----- EXTRACT TO READ
How to approach this problem

pragyachoudhary1111 · September 29, 2019, 11:16am

please tell the logic to solve this problem

S18ML0016 · September 29, 2019, 12:08pm

K: number of painters
conditions:

Each painter takes 1 unit of time to paint 1 unit of the board.
A board can only be painted by 1 painter at maximum. This indicates that 2 or more painters cannot paint the same board
N: number of boards to be painted

INPUTS:
3
5
1 2 3 4 5

OUTPUT:
5

Explanation :
Initially, there three painters available.
so, the first is assigned the board with a maximum unit of size i.e. 5 in this case (it will take 5 units of time)
the second painter is assigned to paint the second max. sized board i.e. 4 unit sized board (4 unit of time)
the third, which is the last painter is given 3 unit sized board to paint. (he will take 3 units of time)

After 3 unit of time:
the third painter is free.
so, now he is assigned the 2 unit sized board to paint. (it will 2 unit of time)
so, the total unit of time for which the third painter was busy painting(till now)=3+2=5;

After 4 unit of time:
the second painter is free.
so, now he is assigned the 1 unit sized board to paint. (it will 1 unit of time)
so, the total unit of time for which the second painter was busy painting(till now)=4+1=5;

After 5 unit of time:
All three painters are free. But, there is no board left to paint.
so, minimum time required to paint all boards are 5 unit

I hope this would help you better understand the problem.

APPROACH:
We know that the invariant of binary search has two main parts:

the target value would always be in the searching range.
the searching range will decrease in each loop so that the termination can be reached.
----------
----- PROVIDED MATERIAL
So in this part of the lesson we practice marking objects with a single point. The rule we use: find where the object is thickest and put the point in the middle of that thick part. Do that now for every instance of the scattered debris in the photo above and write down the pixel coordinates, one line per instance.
----------
----- PROVIDED MATERIAL
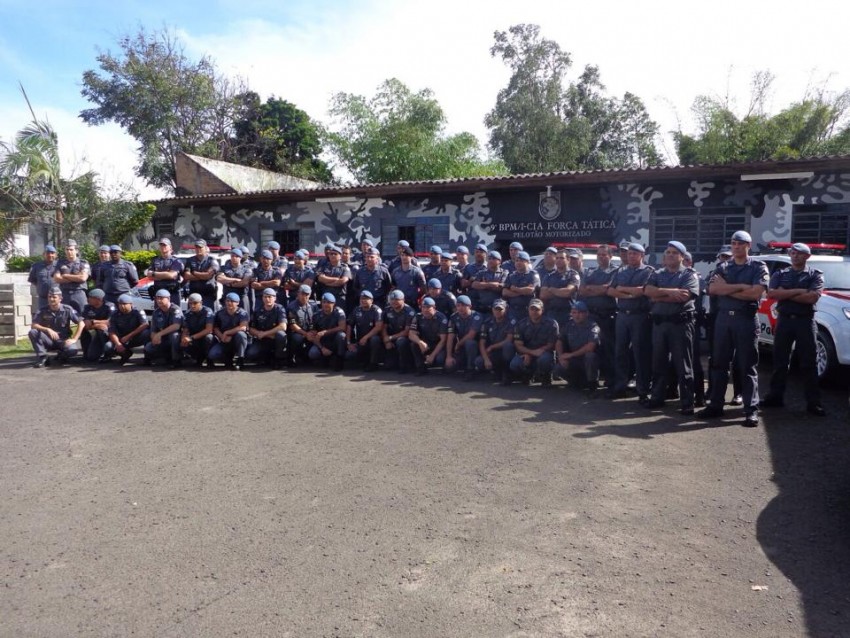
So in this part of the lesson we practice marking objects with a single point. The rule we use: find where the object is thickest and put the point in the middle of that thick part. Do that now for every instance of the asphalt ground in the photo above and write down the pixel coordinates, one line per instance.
----------
-- WHAT THIS EXERCISE ASKS --
1. Please check three statements against the painters problem thread, answering yes or no for each and quoting the words that decide it: (a) one unit of board takes a painter one unit of time; (b) two painters may work on the same board; (c) the third painter's total busy time comes to 6 units.
2. Carry on the painters problem thread from its last line.

-- ANSWER SET --
1.
(a) Yes: "Each painter takes 1 unit of time to paint 1 unit of the board."
(b) No: "This indicates that 2 or more painters cannot paint the same board"
(c) No: "so, the total unit of time for which the third painter was busy painting(till now)=3+2=5;"

2.
We also know that the values in this range must be in sorted order. Here our target value is the maximum sum of a contiguous section in the optimal allocation of boards. Now how can we apply the binary search for this? We can fix the possible low to high range for the target value and narrow down our search to get the optimal allocation.

We can see that the highest possible value in this range is the sum of all the elements in the array and this happens when we allot 1 painter all the sections of the board. The lowest possible value of this range is the maximum value of the array max, as in this allocation, we can allot max to one painter and divide the other sections such that the cost of them is less than or equal to the max and as close as possible to the max. Now if we consider we use x painters in the above scenarios, it is obvious that as the value in the range increases, the value of x decreases and vice-versa. From this, we can find the target value when x=k and use a helper function to find x, the minimum number of painters required when the maximum length of section a painter can paint is given.

Hope, this would help.